Image location labeling entries
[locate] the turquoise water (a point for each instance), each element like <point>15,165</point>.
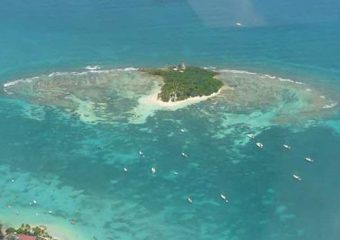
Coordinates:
<point>74,170</point>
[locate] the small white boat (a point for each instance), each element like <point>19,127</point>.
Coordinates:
<point>297,177</point>
<point>250,135</point>
<point>189,199</point>
<point>224,197</point>
<point>308,159</point>
<point>260,145</point>
<point>287,146</point>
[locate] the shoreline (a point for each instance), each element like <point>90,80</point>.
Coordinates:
<point>154,100</point>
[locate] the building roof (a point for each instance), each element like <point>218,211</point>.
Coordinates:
<point>26,237</point>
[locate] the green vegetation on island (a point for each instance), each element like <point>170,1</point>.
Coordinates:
<point>25,232</point>
<point>181,82</point>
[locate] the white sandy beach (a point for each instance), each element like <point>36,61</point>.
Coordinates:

### [Your objective]
Rewrite the lines from the one containing "[locate] the building" through the one containing "<point>181,82</point>", with the requests included, adding 73 to every coordinate in the answers but not to the numbers in the requests. Give only those lines.

### [The response]
[locate] the building roof (a point for each instance), each element like <point>218,211</point>.
Coordinates:
<point>99,310</point>
[locate] the green vegetation on island (a point for each instance), each element like <point>170,1</point>.
Coordinates:
<point>98,305</point>
<point>254,155</point>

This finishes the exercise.